* [WORK REQUIRED]
Copy out all the entries below, word for word.

* [EXTRACTED INFORMATION]
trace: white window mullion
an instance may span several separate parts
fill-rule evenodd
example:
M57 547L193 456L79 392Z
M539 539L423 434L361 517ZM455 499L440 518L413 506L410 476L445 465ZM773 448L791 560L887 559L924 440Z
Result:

* [RESULT OF THE EXERCISE]
trace: white window mullion
an instance may span several separate parts
fill-rule evenodd
example:
M57 547L193 456L79 392Z
M539 539L423 434L361 517ZM455 499L440 518L413 506L410 476L445 465ZM773 448L791 560L887 559L924 440Z
Result:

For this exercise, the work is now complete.